**REQUEST**
Update the rows below so that every "quality check" becomes "accuracy review", with nothing else changed.
+ + + + +
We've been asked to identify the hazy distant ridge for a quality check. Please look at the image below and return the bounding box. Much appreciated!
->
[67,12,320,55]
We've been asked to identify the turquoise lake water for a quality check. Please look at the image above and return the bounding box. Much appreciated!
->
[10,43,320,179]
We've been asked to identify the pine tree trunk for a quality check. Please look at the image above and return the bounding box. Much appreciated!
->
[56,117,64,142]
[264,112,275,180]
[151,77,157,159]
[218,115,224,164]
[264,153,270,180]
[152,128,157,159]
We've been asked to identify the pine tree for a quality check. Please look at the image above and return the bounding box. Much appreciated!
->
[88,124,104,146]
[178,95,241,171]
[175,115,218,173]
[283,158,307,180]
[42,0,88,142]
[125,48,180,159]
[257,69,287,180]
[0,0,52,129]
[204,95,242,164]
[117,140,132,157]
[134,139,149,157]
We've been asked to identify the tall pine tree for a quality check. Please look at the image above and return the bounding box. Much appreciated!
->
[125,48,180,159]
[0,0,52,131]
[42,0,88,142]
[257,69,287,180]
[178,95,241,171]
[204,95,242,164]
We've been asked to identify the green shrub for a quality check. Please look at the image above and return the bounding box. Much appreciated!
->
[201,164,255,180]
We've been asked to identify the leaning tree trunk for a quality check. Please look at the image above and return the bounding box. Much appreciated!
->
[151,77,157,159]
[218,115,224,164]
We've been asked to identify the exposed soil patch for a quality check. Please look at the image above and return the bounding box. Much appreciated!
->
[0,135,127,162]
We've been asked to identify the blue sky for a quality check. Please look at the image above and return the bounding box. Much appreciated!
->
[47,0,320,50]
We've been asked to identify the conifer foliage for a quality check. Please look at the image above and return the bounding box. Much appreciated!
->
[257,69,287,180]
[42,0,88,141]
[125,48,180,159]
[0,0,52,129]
+ + + + +
**SOLUTION FOR THIS PROBLEM**
We've been asked to identify the hazy distant ridge for a accuracy review. Please look at the image below and return the bounding box. Much appreciated!
->
[67,12,320,55]
We've been asked to identify the turquoise lake water for a accuracy review. Please look at the image above and return the bounding box. Much appreciated!
->
[10,43,320,179]
We've been asked to identify the pine tree trunk for a accuracy review. Please look at the image above and return the bounding box. Much appreciated!
->
[56,117,64,142]
[264,112,275,180]
[151,77,157,159]
[218,115,224,164]
[264,153,270,180]
[152,128,157,159]
We've been asked to identify the pine tree for a accuracy review. Please look at the image above and return the bounding box. Much appreciated!
->
[88,124,104,146]
[178,95,241,171]
[175,115,218,173]
[283,158,307,180]
[42,0,88,142]
[125,48,180,159]
[257,69,287,180]
[0,0,52,129]
[204,95,242,164]
[117,140,132,157]
[134,139,149,157]
We've been asked to identify the tall pine tree for a accuracy review. Please look at the image above and return the bounding box. Much appreciated!
->
[125,48,180,159]
[0,0,52,131]
[42,0,88,142]
[257,69,287,180]
[178,95,241,171]
[204,95,242,164]
We've been asked to identify the green shrub for a accuracy review. Please look at the image above and return the bounding box. Much appreciated!
->
[201,164,255,180]
We've been asked to identify the leaning tree trunk for a accuracy review. Please look at the image above and return the bounding box. Much appreciated!
->
[151,77,157,159]
[218,115,224,164]
We've been asked to identify the exposed soil patch for a accuracy review. Please look at the image above and return the bounding box. Much appreciated!
->
[0,135,127,162]
We've been asked to identify the blue sky for a accuracy review. Please look at the image above and return the bounding box. Much appreciated!
->
[47,0,320,50]
We've been asked to identify the conifer foliage for a accuracy review. Please look at the image above and return the bounding box. Much appreciated!
->
[257,69,287,180]
[42,0,88,141]
[125,48,180,159]
[0,0,52,129]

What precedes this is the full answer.